↓↓↓

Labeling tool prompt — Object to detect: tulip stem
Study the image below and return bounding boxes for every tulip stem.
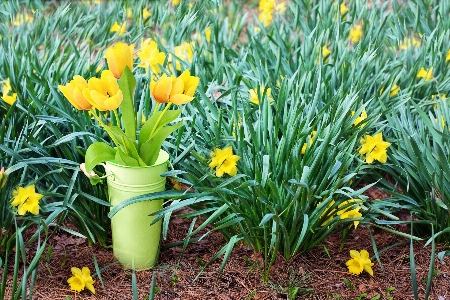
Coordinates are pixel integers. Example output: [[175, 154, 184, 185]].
[[114, 109, 122, 128], [90, 108, 120, 149], [149, 102, 172, 138], [153, 102, 159, 114]]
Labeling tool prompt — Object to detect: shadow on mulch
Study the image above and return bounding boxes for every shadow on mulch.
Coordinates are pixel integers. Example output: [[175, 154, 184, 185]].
[[6, 212, 450, 300]]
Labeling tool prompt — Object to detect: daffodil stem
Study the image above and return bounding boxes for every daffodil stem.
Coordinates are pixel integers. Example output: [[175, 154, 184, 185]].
[[149, 102, 172, 138], [91, 108, 120, 148]]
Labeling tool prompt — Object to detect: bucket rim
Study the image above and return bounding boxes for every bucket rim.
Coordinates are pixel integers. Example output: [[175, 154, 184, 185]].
[[105, 149, 170, 169], [108, 178, 166, 189]]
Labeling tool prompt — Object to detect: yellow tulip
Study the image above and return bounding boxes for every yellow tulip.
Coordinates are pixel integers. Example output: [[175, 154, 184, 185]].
[[150, 70, 200, 105], [105, 42, 134, 78], [109, 21, 127, 35], [58, 75, 92, 110], [83, 70, 123, 111]]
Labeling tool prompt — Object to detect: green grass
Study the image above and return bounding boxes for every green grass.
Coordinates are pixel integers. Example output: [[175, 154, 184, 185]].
[[0, 0, 450, 299]]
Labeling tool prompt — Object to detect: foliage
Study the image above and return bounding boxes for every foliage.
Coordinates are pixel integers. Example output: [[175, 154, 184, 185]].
[[0, 0, 450, 298]]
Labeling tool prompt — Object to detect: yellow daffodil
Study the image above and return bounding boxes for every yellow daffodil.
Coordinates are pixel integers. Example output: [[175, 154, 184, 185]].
[[352, 109, 367, 126], [168, 42, 194, 71], [339, 2, 350, 16], [11, 184, 43, 216], [137, 39, 166, 74], [209, 146, 241, 177], [345, 249, 373, 276], [359, 132, 391, 164], [301, 130, 317, 154], [67, 267, 95, 294], [58, 75, 92, 110], [348, 24, 363, 44], [12, 12, 34, 26], [399, 36, 421, 50], [105, 42, 134, 79], [82, 70, 123, 111], [205, 27, 211, 43], [258, 0, 275, 27], [109, 21, 127, 35], [2, 78, 17, 105], [248, 86, 275, 105], [337, 206, 362, 229], [417, 67, 433, 81], [150, 70, 200, 105], [336, 199, 362, 229], [125, 7, 133, 18], [142, 7, 152, 20], [434, 116, 445, 129], [275, 1, 286, 15]]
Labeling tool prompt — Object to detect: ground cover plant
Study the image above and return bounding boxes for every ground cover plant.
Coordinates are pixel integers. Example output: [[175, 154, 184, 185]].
[[0, 0, 450, 299]]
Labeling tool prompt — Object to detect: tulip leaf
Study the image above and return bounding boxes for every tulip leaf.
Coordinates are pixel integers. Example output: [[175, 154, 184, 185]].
[[119, 66, 136, 140], [109, 126, 146, 166], [139, 122, 181, 166], [139, 109, 181, 146], [85, 142, 116, 174], [115, 149, 139, 167]]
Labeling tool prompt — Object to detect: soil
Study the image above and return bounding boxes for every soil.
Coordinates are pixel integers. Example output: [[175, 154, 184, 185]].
[[6, 188, 450, 300]]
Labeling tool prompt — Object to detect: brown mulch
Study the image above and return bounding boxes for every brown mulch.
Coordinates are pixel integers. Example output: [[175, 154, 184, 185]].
[[6, 192, 450, 300]]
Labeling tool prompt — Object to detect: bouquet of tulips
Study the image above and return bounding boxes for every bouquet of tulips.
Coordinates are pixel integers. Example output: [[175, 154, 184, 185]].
[[58, 42, 200, 183]]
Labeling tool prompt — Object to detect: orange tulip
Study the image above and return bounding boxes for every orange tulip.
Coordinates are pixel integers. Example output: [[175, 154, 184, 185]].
[[83, 70, 123, 111], [58, 75, 92, 110], [150, 70, 200, 105]]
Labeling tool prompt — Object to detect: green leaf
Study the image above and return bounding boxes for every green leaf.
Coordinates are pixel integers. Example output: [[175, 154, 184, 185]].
[[115, 149, 139, 167], [139, 121, 181, 166], [119, 66, 136, 140], [85, 142, 116, 174], [139, 109, 181, 147]]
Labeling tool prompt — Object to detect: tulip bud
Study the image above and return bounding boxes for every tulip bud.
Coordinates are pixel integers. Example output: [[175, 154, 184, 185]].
[[105, 42, 134, 79]]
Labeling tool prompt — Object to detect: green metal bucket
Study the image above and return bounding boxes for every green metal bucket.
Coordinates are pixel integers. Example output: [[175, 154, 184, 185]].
[[105, 150, 169, 270]]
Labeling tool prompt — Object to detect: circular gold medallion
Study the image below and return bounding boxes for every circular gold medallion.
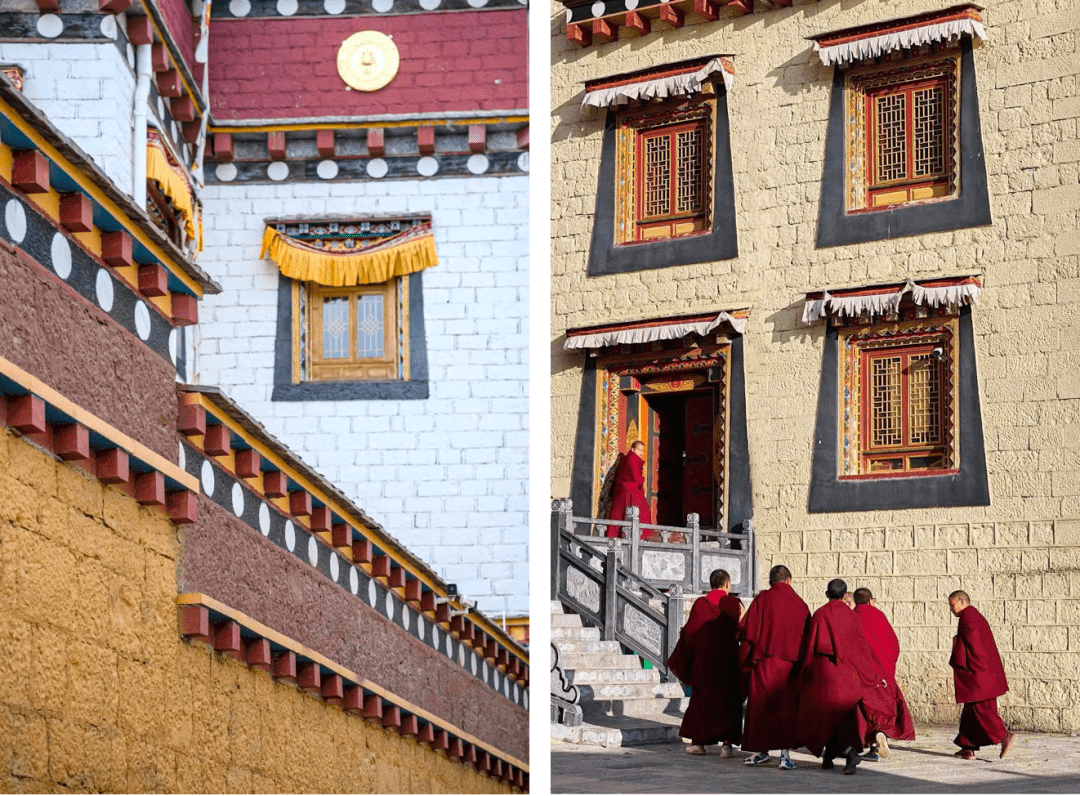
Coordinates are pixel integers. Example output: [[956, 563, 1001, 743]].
[[338, 30, 401, 91]]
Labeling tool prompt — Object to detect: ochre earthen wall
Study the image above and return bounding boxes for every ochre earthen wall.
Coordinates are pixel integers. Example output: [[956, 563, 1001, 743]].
[[0, 430, 509, 793], [551, 0, 1080, 732]]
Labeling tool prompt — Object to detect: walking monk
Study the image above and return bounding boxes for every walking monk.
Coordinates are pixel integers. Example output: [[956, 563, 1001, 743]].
[[855, 588, 915, 760], [606, 440, 652, 539], [739, 564, 810, 771], [798, 578, 889, 774], [667, 569, 742, 757], [948, 592, 1016, 760]]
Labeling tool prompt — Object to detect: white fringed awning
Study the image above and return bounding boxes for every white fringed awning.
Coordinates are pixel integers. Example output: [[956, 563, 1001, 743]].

↑↑↑

INSTRUCTIONS FOR THE TASK >>
Could you put the rows from the line with "Labeling tool prompt — Object to detect: orange" up to and including the line with "[[0, 430, 509, 793], [551, 0, 1080, 732]]" into a JSON list of strings, one string per line, with blank lines and the pictures left out?

RESPONSE TO THIS TASK >>
[
  "Labeling tool prompt — Object to detect: orange tulip",
  "Study the image above and return bounding boxes for every orange tulip.",
  "Coordinates are pixel integers. Example output: [[175, 154, 184, 185]].",
  "[[83, 70, 123, 111], [58, 75, 92, 110], [150, 70, 200, 105]]",
  "Labeling tool prompt — Object to detect: green leaf",
  "Study the image above and return bounding boxes for every green leaf.",
  "Coordinates are pixel integers. Example output: [[175, 154, 184, 185]].",
  "[[115, 149, 139, 167], [139, 121, 181, 166], [119, 66, 136, 140], [85, 142, 116, 174], [139, 109, 181, 147]]",
  "Labeling tool prompt — Object to detect: tulip bud",
  "Study the image above and return bounding boxes for every tulip bud.",
  "Coordinates are pixel integers. Example output: [[175, 154, 184, 185]].",
  "[[105, 42, 134, 79]]",
  "Labeling tool prompt — Object to detect: green metal bucket",
  "Study the image above and return bounding boxes for every green metal bucket.",
  "Coordinates are pixel integers. Example output: [[175, 154, 184, 185]].",
  "[[105, 150, 169, 270]]",
  "Labeling tool prompt — Object to detect: circular gold medallion",
  "Study the image below and return bounding boxes for every circular gold medallion.",
  "Coordinates are pixel integers. Example output: [[956, 563, 1001, 743]].",
  "[[338, 30, 401, 91]]",
  "Labeling tool prompt — Object to detect: ochre earthen wall",
  "Study the image above and return bounding boxes for every ochre earthen wall.",
  "Coordinates are pixel integers. Example output: [[956, 563, 1001, 743]].",
  "[[0, 430, 509, 793], [551, 0, 1080, 732]]"
]